Figure 4. Intravital microscopy investigation of drug release dynamics in the vasculature.

Window chamber mice were injected intravenously with Cy3.5-NP:Cy5-X (X=C12, OLA and PLGA2k) FRET and Cy3.5-NP non-FRET control nanoparticles and continuously observed for 1 h. (a) Representative images of Cy3.5 channel (green) and FRET/Cy3.5 ratio (red) at 2 and 40 min post injection. Scale bars, 100 μm. (b–e) Emission spectra of Cy3.5-NP/Cy5-X in the vasculature, at selected post-injection times. The legend in e applies to b–e. (f) The drug release dynamics in circulation were measured via spectral imaging. The FRET/Cy3.5 intensity ratio is normalized to the value before injection. Dotted lines are for vision guidance.

Figure 5. Accumulation and subsequent drug release of Cy5.5-NP:Cy7-X in tumour.

(a) Representative NIRF images obtained at selected post-injection times in three optical channels: Cy5.5 (λ_Exc=640 nm and λ_Em=720 nm); Cy7 (λ_Exc=745 nm and λ_Em=800 nm); and FRET (λ_Exc=640 nm and λ_Em=800 nm). The right flank tumours are indicated with arrows. The units are radiant efficiency (p s⁻¹ cm⁻² sr⁻¹)/(μW cm⁻²). (b–d) The mean intensities from the tumour area (n=8 mice per group) in the Cy5.5 channel (b), the Cy7 channel (c) and FRET/Cy5.5 intensity ratios (d) are plotted against post-injection time. (e,f) The biodistribution (n=3) of Cy5.5-NP/Cy7-X in tumour and major organs at 24 h post injection, as evaluated by Cy5.5 tissue concentration (representing Cy5.5-NP carrier particles concentration) (e) and Cy7 tissue concentration (representing Cy7-X model drug concentration) (f). Data are shown as mean±s.d. *P<0.01, **P<0.001 using a Mann–Whitney test. (g) Correlations between Cy5.5 and Cy7 concentrations in tumour tissues samples (n=3) at 24 h post injection. Dotted lines are the linear fits with R² values given in the plot.

Figure 6. A guideline for efficient drug delivery and its application to doxorubicin nanoparticle therapy.

# DATA SUPPLIED
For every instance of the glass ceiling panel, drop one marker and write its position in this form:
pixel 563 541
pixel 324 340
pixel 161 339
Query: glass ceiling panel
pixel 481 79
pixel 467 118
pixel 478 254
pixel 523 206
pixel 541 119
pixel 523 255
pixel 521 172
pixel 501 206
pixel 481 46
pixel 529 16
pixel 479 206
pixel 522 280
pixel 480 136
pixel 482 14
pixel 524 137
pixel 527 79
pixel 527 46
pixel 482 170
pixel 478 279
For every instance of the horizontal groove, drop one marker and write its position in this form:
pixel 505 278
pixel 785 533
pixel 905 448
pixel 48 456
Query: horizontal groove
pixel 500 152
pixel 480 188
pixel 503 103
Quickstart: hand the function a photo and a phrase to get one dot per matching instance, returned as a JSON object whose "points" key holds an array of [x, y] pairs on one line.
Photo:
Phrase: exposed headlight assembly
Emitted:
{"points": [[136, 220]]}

# QUESTIONS ON THE MATERIAL
a: Copy out the stretch of the nanoparticle figure captions from "Figure 4. Intravital" through "Cy5.5-NP:Cy7-X in tumour.".
b: Pick up the nanoparticle figure captions after their final line and write what comes next.
You won't need the data to do any of this.

# RESULTS OF THE TASKS
a:
Figure 4. Intravital microscopy investigation of drug release dynamics in the vasculature.

Window chamber mice were injected intravenously with Cy3.5-NP:Cy5-X (X=C12, OLA and PLGA2k) FRET and Cy3.5-NP non-FRET control nanoparticles and continuously observed for 1 h. (a) Representative images of Cy3.5 channel (green) and FRET/Cy3.5 ratio (red) at 2 and 40 min post injection. Scale bars, 100 μm. (b–e) Emission spectra of Cy3.5-NP/Cy5-X in the vasculature, at selected post-injection times. The legend in e applies to b–e. (f) The drug release dynamics in circulation were measured via spectral imaging. The FRET/Cy3.5 intensity ratio is normalized to the value before injection. Dotted lines are for vision guidance.

Figure 5. Accumulation and subsequent drug release of Cy5.5-NP:Cy7-X in tumour.

b:
(a) Schematic showing that hydrophobicity (log D) and miscibility with the PLGA matrix (χ_drug-poly) are two independent parameters that determine the drug's release rate in the circulation. Drugs with properties located in the red area release quickly and those in the blue area release slowly. The scales are arbitrary. White arrows indicate the direction for modifying a parent drug for more efficient drug delivery. (b) The pro-drug approach for doxorubicin. In an acidic environment (pH <5), Dox-C4, Dox-C18 and Dox-PLA2k hydrazones will hydrolyse to generate free doxorubicin. (c) Doxorubicin concentrations in tumour tissues at 24 h post injection. Three groups of mice (n=3–4) were administered NP:Dox-X (X=C4, C18 and PLA2k) at 20 mg doxorubicin equivalent per kg BW. Data are means±s.d. P values were calculated with the nonparametric Kruskal–Wallis test and Dunn's nonparametric comparison for post hoc testing. *P<0.01, **P<0.001. (d,e) Therapeutic study with Dox-X nanoparticles. Mice (n=8–9) bearing 4T1 tumours were injected with NP:Dox-X at 10 mg doxorubicin equivalent per kg BW or PBS control on days 0, 3 and 6. (d) Relative tumour volume up to 18 days post treatment. Data are means±s.e.m. *For values at day 10, P values were calculated with the nonparametric Kruskal–Wallis test (P=0.001) and Dunn's nonparametric comparison for post hoc testing, P=0.002 for Dox-PLA2k versus PBS, P=0.011 for Dox-PLA2k versus Dox-C4. (e) Cumulative mouse survival. *P=0.03 for Dox-C18 versus PBS, **P=0.0001 for Dox-PLA2k versus PBS, using a Log-rank (Mantel–Cox) test.